Data Structures

Persistent Data Structures

Every update produces a new version while sharing structure — used in Clojure, Git, undo systems

A persistent data structure preserves all previous versions when modified — every update returns a new version while sharing unchanged structure with the original. Partial persistence: only the latest version is mutable; older versions are read-only. Full persistence: any version can be modified. Confluent persistence: versions can be merged. Achieved via path copying (O(log n) extra nodes per update for trees) or fat-node techniques. Driscoll, Sarnak, Sleator, Tarjan formalized the technique in 1989. Foundational in Clojure, Scala (Vector/HashMap), Git's content-addressable model, and undo/redo systems.

  • Update costO(log n) extra nodes
  • Space per versionO(log n) shared
  • Path copyingO(log n)
  • Fat nodeO(1) per update
  • FormalizedDriscoll Sarnak Sleator Tarjan 1989
  • Used inClojure, Git, Scala, undo

Interactive visualization

Press play, or step through manually. The visualization is yours to drive — try it before reading on.

■ **Directions for this task**
Carry on the page about persistent data structures, starting right after its last sentence. The data that comes next isn't needed for anything here.

■ **Given material**
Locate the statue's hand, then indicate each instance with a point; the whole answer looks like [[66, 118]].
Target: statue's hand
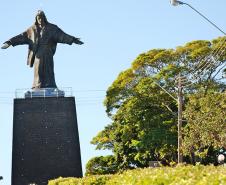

■ **Reply**
Open visualization fullscreen ↗

Watch the 60-second explainer

A condensed visual walkthrough — narrated, captioned, under a minute.

How persistence works

Picture a tree of a million elements. You want to change one leaf. The naive approach is to copy the entire tree — a million allocations, a million pointers rewritten. That's untenable. Persistent data structures take a different route: only the path from root to the changed leaf is rebuilt. Every other subtree is pointed at by both the old root and the new root. Two distinct versions, sharing 99.999% of their bytes.

The classical 1989 paper by Driscoll, Sarnak, Sleator and Tarjan established the formal vocabulary. They distinguished three flavors:

  • Partial persistence. Old versions are read-only. Only the latest can be updated. Versions form a line.
  • Full persistence. Any version can be updated, branching the version history into a tree.
  • Confluent persistence. An update can combine two versions, making the version history a DAG.

And two implementation techniques:

  • Path copying. On update, allocate new copies of every node on the path from root to modified leaf. O(log n) per update, O(log n) extra space per version. Simple, intuitive — the dominant approach in practice.
  • Fat nodes with version stamps. Each node stores a list of (version, value) pairs. On update, append a new entry. O(1) amortized per update — but lookups now need a binary search on version. Used in algorithm theory more than in production code.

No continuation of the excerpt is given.